> EXERCISE PROMPT
Rewrite the entries below, switching "beige tile" to "gray tile" and leaving everything else unchanged.

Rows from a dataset
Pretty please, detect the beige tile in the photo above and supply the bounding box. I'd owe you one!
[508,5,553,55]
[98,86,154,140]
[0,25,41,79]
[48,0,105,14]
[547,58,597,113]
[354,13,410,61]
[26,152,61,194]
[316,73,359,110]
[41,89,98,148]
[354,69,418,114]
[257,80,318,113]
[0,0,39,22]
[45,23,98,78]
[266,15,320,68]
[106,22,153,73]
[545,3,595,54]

> ANSWER
Pretty please, detect the gray tile in the photo above and supply the bounding box. I'd owe you one!
[508,5,553,55]
[98,86,154,140]
[0,25,41,79]
[48,0,105,14]
[547,58,597,113]
[354,13,410,61]
[26,152,61,194]
[316,73,359,110]
[41,89,98,148]
[354,69,418,114]
[257,80,318,113]
[0,0,39,22]
[45,23,98,78]
[266,15,320,68]
[106,22,153,73]
[545,3,595,54]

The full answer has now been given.